● **Ziele**:
**1)** Entnehmen Sie dem Textauszug über IPsec-VPN wörtlich den Abschnitt, der mit den Worten „Mehr und mehr“ beginnt und mit „zentrale Enterprise Management.“ endet.
**2)** Beantworten Sie anhand des Textauszugs über IPsec-VPN die folgenden Fragen:
(a) Wer hat den Artikel verfasst?
(b) Was führt den Anwender laut Text häufig in eine Sackgasse?
(c) Wer wird in einem Extranet-VPN zusätzlich zu den eigenen Mitarbeitern eingebunden?

● **Textauszug**:
━━━━━━━━

IPsec gibt Lauschern keine Chance

07.06.2005
Von Andreas Baehre
Virtuelle Private Netze (VPNs) ersetzen vielfach klassische Festverbindungen. Beim Fernzugriff über IPsec-VPN sind einige Dinge zu beachten.

Mehr und mehr Unternehmen setzen heute VPN-Technik für die sichere Datenfernübertragung in öffentlichen Netzen ein. Doch immer wieder hört man die Aussage: "VPN ist nicht gleich VPN". Das hat seinen Grund: Proprietäre Protokollerweiterungen des Verfahrens IP Security (IPsec) für Remote Access seitens einiger Hersteller führen den Anwender häufig in eine Sackgasse. Dieser Artikel beschäftigt sich mit den wichtigsten Funktionen einer universellen VPN-Lösung. Im Mittelpunkt stehen dabei die Anforderungen an das IPsec-Protokoll, den VPN-Client und das zentrale Enterprise Management.

Anforderungen an eine VPN-Lösung für Fernzugriffe

Ausgangspunkt ist die Neuorganisation von Geschäfts- sowie Entscheidungsprozessen und die damit verbundene Dezentralisierung von Arbeitsplätzen. Teleworker müssen heute in der Lage sein, rund um die Uhr von jedem beliebigen Ort weltweit auf zentrale Datenbestände und Ressourcen zuzugreifen. Dabei kann es sich um eigene Mitarbeiter, aber auch um Geschäftspartner und Kunden handeln. Dementsprechend unterscheidet man zwischen verschiedenen Arten von VPNs. Bei einem Remote Access- oder Dial Up-VPN wählt sich der Benutzer von unterwegs, zu Hause oder aus einem LAN beispielsweise am Hotspot oder in der Filiale auf das Corporate Network ein. In einem Branch Office- beziehungsweise Site-to-Site-VPN werden dezentrale LANs in Zweigstellen vernetzt. Ein Intranet-VPN erlaubt ausschließlich eigenen Mitarbeitern den Zugriff auf das zentrale Datennetz, während in einem Extranet-VPN auch definierte Geschäftspartner oder Kunden eingebunden werden.

━━━━━━━━

● **Datenübersicht**:

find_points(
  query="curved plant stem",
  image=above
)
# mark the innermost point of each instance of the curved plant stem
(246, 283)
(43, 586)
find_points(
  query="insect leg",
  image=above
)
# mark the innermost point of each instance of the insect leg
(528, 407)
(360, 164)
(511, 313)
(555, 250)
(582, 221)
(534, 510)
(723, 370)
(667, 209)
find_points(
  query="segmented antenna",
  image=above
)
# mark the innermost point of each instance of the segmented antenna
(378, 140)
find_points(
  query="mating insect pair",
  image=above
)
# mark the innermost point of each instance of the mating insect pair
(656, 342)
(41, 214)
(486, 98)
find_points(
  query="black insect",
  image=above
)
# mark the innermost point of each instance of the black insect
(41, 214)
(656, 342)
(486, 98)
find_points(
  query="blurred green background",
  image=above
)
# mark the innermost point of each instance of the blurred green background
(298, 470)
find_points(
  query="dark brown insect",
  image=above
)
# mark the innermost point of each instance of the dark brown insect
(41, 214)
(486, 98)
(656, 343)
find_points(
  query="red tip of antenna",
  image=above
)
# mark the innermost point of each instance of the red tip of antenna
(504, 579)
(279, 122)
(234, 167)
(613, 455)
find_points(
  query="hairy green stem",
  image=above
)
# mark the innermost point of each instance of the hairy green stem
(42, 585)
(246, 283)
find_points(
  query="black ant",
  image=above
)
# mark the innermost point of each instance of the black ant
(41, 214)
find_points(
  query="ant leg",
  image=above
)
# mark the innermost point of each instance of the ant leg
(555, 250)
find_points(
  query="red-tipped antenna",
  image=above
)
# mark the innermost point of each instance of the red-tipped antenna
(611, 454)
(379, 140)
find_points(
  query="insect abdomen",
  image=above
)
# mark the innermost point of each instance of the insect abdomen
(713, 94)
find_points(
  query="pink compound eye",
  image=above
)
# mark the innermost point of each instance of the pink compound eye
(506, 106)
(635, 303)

━━━━━━━━

● **Lösungen der Aufgaben**:
**1)**
Mehr und mehr Unternehmen setzen heute VPN-Technik für die sichere Datenfernübertragung in öffentlichen Netzen ein. Doch immer wieder hört man die Aussage: "VPN ist nicht gleich VPN". Das hat seinen Grund: Proprietäre Protokollerweiterungen des Verfahrens IP Security (IPsec) für Remote Access seitens einiger Hersteller führen den Anwender häufig in eine Sackgasse. Dieser Artikel beschäftigt sich mit den wichtigsten Funktionen einer universellen VPN-Lösung. Im Mittelpunkt stehen dabei die Anforderungen an das IPsec-Protokoll, den VPN-Client und das zentrale Enterprise Management.

**2)**
(a) Andreas Baehre
(b) Proprietäre Protokollerweiterungen des Verfahrens IP Security (IPsec) für Remote Access seitens einiger Hersteller
(c) Definierte Geschäftspartner oder Kunden